[Stated exercise 1]
In the text on falling crude oil prices, what was the October peak price?
[Stated exercise 2]
Extend the text on falling crude oil prices by picking up after its final sentence.

[Text block]
|---|
With recent headlines focused squarely on the U.S. – China trade dispute and the possibility of an interest rate cut from the Federal Reserve, few have noticed that crude oil prices have been in steep decline since last fall. Prior to last October, crude oil prices had been locked into an uptrend since the beginning of 2016, as global demand remained firm and global economic growth expectations were fairly robust.

But that growth narrative has faded, with most economists now worried about flat or softening growth rates. Crude oil prices seem to be responding in kind to this sentiment shift.

Crude Oil Prices in Decline Since October 2018

Source: Federal Reserve Bank of St. Louis; U.S. Energy Information Administration, Crude Oil Prices: West Texas Intermediate (WTI) – Cushing, Oklahoma[1]

From a peak of $75.13 in October, crude oil prices now hover below $55 a barrel – even amidst supply concerns emerging from geopolitical tensions involving Iran. Prices saw a boost when the U.S. blamed Iran last week for the attacks on two tankers in the Gulf of Oman, as any type of military confrontation could have significant consequences for oil supply moving through the Persian Gulf.[2]

But the market appears more concerned with excess supply and inventory of crude oil, as global demand levels off and as the probability of recession rises. On the supply side, the market is contending with a spike in U.S. stockpiles which recently hit multiyear highs. The ongoing shale production boom in the U.S. continues to keep inventories near record highs, even as the summer season takes hold (which usually leads to higher demand and falling inventories). This is arguably why the market has appeared to shrug off any threat of a supply disruption in the Middle East.
|---|
[Listing]
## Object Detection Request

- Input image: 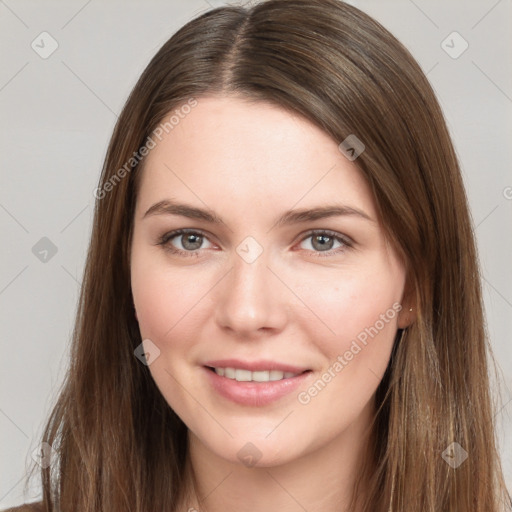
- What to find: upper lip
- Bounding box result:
[205,359,309,373]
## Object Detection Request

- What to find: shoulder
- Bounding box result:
[0,501,43,512]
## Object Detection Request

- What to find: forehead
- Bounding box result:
[137,97,375,222]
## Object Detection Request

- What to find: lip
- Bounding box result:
[204,359,310,373]
[202,365,312,407]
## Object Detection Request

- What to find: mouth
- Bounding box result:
[203,365,313,407]
[205,366,311,382]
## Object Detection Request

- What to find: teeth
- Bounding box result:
[214,368,299,382]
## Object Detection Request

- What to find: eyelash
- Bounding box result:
[157,229,353,258]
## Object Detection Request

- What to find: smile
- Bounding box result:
[212,367,300,382]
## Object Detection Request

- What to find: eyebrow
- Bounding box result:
[142,199,375,227]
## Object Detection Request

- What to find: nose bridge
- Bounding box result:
[216,241,286,335]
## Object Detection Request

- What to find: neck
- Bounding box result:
[178,400,374,512]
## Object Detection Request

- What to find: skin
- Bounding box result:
[131,96,411,512]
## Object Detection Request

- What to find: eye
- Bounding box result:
[158,229,212,256]
[301,230,352,257]
[157,229,353,257]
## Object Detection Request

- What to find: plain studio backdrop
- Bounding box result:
[0,0,512,508]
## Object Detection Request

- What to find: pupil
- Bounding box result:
[313,235,333,251]
[181,234,201,250]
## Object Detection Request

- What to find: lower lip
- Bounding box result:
[203,367,311,406]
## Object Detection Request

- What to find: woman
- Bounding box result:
[5,0,510,512]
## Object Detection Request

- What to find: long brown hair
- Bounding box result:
[18,0,510,512]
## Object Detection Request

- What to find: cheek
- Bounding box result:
[301,266,403,350]
[131,255,204,341]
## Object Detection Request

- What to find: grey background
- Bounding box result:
[0,0,512,508]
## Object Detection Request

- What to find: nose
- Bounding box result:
[215,251,292,339]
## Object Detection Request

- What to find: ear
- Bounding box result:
[398,275,417,329]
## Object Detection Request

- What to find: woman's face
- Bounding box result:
[131,97,405,466]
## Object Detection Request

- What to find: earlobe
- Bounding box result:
[398,307,416,329]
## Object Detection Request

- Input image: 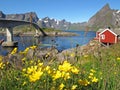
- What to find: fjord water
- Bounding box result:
[0,30,95,55]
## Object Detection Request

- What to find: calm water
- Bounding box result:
[0,30,95,55]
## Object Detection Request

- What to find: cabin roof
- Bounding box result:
[97,29,120,36]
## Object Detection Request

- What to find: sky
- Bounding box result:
[0,0,120,23]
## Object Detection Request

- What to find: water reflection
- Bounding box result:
[0,31,95,55]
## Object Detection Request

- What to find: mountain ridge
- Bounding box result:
[0,3,120,30]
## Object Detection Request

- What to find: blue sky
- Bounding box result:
[0,0,120,22]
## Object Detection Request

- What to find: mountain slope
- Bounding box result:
[88,4,120,29]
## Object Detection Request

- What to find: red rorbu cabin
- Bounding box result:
[98,29,119,45]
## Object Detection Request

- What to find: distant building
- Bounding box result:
[95,28,120,45]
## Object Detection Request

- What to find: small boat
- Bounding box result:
[0,39,4,45]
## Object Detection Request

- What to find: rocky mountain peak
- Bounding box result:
[0,11,5,18]
[88,3,115,29]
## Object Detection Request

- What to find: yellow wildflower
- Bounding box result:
[78,79,90,86]
[59,83,65,90]
[90,69,96,73]
[29,71,43,82]
[58,61,72,72]
[92,77,98,82]
[70,53,75,57]
[117,57,120,61]
[22,82,27,86]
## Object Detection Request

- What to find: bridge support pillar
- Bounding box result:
[2,27,18,47]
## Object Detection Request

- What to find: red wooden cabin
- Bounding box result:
[98,29,119,45]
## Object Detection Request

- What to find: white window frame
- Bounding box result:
[101,34,105,40]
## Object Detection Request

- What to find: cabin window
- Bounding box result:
[101,34,105,40]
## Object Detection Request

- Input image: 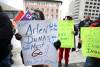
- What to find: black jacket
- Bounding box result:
[0,12,13,62]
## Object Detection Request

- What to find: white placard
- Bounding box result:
[18,20,58,67]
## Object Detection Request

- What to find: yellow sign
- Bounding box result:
[58,20,74,48]
[81,27,100,58]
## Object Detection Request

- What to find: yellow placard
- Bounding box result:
[81,27,100,58]
[58,20,74,48]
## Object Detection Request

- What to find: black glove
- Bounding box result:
[54,40,61,50]
[15,33,22,40]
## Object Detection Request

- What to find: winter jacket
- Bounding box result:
[0,12,13,62]
[90,20,100,61]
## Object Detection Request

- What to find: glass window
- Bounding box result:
[90,2,93,5]
[96,10,99,12]
[86,2,89,4]
[85,5,88,8]
[93,6,96,9]
[93,10,95,12]
[94,3,96,5]
[92,13,94,15]
[98,3,100,6]
[56,9,58,13]
[85,9,88,11]
[84,13,87,15]
[89,10,91,12]
[97,7,99,9]
[89,6,92,8]
[88,13,91,15]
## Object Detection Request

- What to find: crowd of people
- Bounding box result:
[0,6,100,67]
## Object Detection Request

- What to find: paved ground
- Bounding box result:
[12,35,85,67]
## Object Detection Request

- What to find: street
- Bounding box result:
[12,37,85,67]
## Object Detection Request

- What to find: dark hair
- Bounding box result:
[34,9,45,20]
[66,16,73,20]
[0,5,3,12]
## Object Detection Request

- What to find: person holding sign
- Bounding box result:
[16,10,58,67]
[84,17,100,67]
[58,16,78,67]
[0,6,13,67]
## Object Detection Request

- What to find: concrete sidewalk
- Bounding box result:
[12,35,85,67]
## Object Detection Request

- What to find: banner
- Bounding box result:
[18,20,58,67]
[81,27,100,58]
[58,20,74,48]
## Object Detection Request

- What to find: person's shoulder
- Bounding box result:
[0,12,10,20]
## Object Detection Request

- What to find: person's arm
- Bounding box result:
[74,25,78,36]
[54,40,61,50]
[15,33,22,40]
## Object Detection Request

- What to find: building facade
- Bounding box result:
[70,0,100,21]
[25,0,62,19]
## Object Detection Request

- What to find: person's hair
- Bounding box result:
[66,16,73,20]
[34,9,45,20]
[0,5,3,12]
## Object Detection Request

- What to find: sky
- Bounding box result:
[61,0,72,18]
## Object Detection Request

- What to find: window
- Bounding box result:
[88,13,91,15]
[85,9,88,11]
[90,2,93,5]
[56,9,58,13]
[94,3,96,5]
[42,8,44,12]
[89,10,91,12]
[84,13,87,15]
[93,10,95,12]
[97,7,99,9]
[92,13,94,15]
[93,6,96,9]
[51,9,54,12]
[85,6,88,8]
[86,2,89,4]
[95,14,98,16]
[98,3,100,6]
[56,15,58,18]
[47,8,49,11]
[96,10,99,12]
[89,6,92,8]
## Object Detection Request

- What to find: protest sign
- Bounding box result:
[58,20,74,48]
[81,27,100,58]
[17,20,58,67]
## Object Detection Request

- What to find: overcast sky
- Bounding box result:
[61,0,72,18]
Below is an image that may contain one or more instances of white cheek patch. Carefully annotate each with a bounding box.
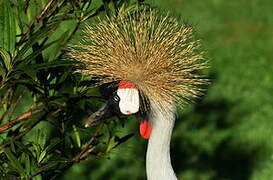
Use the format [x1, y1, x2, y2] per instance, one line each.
[117, 82, 139, 115]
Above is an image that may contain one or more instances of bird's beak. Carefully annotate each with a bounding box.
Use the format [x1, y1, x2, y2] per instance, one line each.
[85, 101, 113, 127]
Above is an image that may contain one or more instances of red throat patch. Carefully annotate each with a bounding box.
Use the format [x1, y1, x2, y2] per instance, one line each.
[139, 120, 152, 139]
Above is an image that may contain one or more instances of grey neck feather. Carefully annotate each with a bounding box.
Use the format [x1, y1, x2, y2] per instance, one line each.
[146, 103, 177, 180]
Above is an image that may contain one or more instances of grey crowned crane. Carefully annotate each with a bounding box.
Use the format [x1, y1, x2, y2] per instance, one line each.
[69, 9, 208, 180]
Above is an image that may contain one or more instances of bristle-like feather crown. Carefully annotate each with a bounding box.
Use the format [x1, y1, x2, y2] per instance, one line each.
[69, 9, 208, 111]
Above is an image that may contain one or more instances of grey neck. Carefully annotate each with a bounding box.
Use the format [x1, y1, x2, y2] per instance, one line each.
[146, 104, 177, 180]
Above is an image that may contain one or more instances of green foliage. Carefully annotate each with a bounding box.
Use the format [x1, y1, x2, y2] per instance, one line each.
[0, 0, 144, 179]
[63, 0, 273, 180]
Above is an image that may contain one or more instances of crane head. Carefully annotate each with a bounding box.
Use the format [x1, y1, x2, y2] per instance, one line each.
[85, 81, 151, 139]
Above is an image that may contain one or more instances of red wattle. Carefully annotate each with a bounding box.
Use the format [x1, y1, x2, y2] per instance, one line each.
[118, 81, 136, 89]
[139, 120, 152, 139]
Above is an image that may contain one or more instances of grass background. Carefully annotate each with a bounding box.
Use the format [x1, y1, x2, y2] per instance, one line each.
[60, 0, 273, 180]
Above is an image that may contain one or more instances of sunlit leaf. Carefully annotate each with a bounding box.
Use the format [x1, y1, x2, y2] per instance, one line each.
[0, 0, 16, 54]
[4, 148, 24, 173]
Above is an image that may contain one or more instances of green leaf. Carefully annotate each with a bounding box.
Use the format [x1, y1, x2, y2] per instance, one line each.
[73, 124, 81, 148]
[4, 148, 24, 173]
[32, 60, 79, 70]
[0, 47, 12, 71]
[49, 30, 70, 61]
[0, 0, 16, 54]
[14, 22, 59, 63]
[19, 40, 59, 68]
[38, 138, 62, 163]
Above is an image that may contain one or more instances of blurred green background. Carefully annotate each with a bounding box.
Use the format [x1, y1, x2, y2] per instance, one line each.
[60, 0, 273, 180]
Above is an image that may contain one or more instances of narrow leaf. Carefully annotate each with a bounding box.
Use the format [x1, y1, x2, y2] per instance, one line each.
[14, 23, 59, 63]
[4, 148, 24, 173]
[0, 0, 16, 54]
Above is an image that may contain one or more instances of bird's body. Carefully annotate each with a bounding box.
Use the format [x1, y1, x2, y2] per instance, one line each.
[69, 9, 207, 180]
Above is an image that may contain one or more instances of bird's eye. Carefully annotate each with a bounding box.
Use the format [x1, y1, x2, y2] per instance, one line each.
[113, 95, 120, 102]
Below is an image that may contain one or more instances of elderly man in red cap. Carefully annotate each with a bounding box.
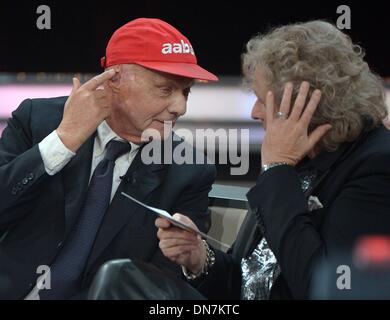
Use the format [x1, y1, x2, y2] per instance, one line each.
[0, 19, 217, 299]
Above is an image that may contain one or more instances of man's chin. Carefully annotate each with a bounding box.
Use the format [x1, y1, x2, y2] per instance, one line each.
[141, 126, 172, 142]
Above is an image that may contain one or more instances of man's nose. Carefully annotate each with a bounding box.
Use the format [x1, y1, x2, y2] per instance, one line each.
[168, 97, 187, 117]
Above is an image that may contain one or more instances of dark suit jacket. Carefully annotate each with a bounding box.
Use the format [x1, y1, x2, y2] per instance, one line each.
[194, 126, 390, 299]
[0, 97, 216, 299]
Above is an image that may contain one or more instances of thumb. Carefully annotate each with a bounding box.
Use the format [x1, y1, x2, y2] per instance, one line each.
[70, 77, 81, 95]
[309, 124, 332, 148]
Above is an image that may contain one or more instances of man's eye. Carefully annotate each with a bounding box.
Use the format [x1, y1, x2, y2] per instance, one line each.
[160, 87, 172, 94]
[183, 88, 191, 97]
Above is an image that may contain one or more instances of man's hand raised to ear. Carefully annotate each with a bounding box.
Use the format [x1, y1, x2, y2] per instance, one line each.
[57, 69, 116, 152]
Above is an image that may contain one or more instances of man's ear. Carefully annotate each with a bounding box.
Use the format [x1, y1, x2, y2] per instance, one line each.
[107, 66, 121, 93]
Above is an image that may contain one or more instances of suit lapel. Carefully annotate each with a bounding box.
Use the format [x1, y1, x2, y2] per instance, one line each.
[85, 150, 165, 274]
[61, 135, 95, 237]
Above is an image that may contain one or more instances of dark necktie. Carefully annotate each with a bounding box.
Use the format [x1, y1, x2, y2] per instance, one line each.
[39, 140, 131, 299]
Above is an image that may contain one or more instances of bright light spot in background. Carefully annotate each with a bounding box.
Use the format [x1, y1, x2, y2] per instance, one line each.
[0, 84, 390, 122]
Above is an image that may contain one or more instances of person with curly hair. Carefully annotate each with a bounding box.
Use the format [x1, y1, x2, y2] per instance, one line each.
[88, 21, 390, 300]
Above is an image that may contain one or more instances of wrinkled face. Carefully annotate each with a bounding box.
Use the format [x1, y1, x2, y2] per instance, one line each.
[251, 69, 269, 130]
[110, 65, 194, 140]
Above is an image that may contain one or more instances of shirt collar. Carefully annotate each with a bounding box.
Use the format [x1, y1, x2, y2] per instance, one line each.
[96, 120, 140, 156]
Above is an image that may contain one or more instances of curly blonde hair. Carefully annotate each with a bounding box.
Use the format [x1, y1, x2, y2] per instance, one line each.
[242, 20, 387, 151]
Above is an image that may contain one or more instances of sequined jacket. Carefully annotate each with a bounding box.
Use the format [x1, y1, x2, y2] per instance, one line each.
[194, 126, 390, 299]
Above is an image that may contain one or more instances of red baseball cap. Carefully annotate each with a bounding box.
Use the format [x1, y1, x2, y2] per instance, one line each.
[101, 18, 218, 81]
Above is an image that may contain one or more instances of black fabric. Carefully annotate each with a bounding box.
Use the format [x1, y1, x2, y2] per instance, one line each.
[88, 259, 205, 300]
[40, 140, 131, 299]
[0, 97, 216, 299]
[194, 126, 390, 299]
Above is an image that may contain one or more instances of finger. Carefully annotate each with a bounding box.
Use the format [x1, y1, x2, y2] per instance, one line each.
|---|
[Expected output 1]
$75.13

[Expected output 2]
On the demand side, investors are increasingly worried of a global slowdown tied to the late cycle headwinds and the ongoing trade dispute between the United States and China. The Energy Information Administration and the International Energy Agency both lowered their forecasts for 2019 global oil demand growth, as GDP growth forecasts soften across the developed world and as trade forecasts move lower in lockstep.

China in particular has downgraded growth forecasts as manufacturing and industrial production numbers show early signs of weakness. For the month of May, industrial production growth in China was the slowest it’s been in years, with fixed asset investment also slowing. Manufacturing PMIs around the developed world are also flashing yellow, with confirmed contractions (readings under 50.0) in South Korea, Japan, Taiwan, Malaysia, Russia, Poland, Turkey, Italy, Germany, and the U.K. China and Spain are stagnating but seem to be on the verge of contracting.[2]

The capital markets (with the exception of the stock market which appears to be pricing a rate cut) have shown signs of concern over slowing growth, with assets pouring into safe havens like U.S. Treasuries, German Bunds, and Japanese Bonds – driving yields to historic lows. Other commodities besides oil, like nickel and cotton, have been under pressure as well as the trade talks between the U.S. and China collapsed.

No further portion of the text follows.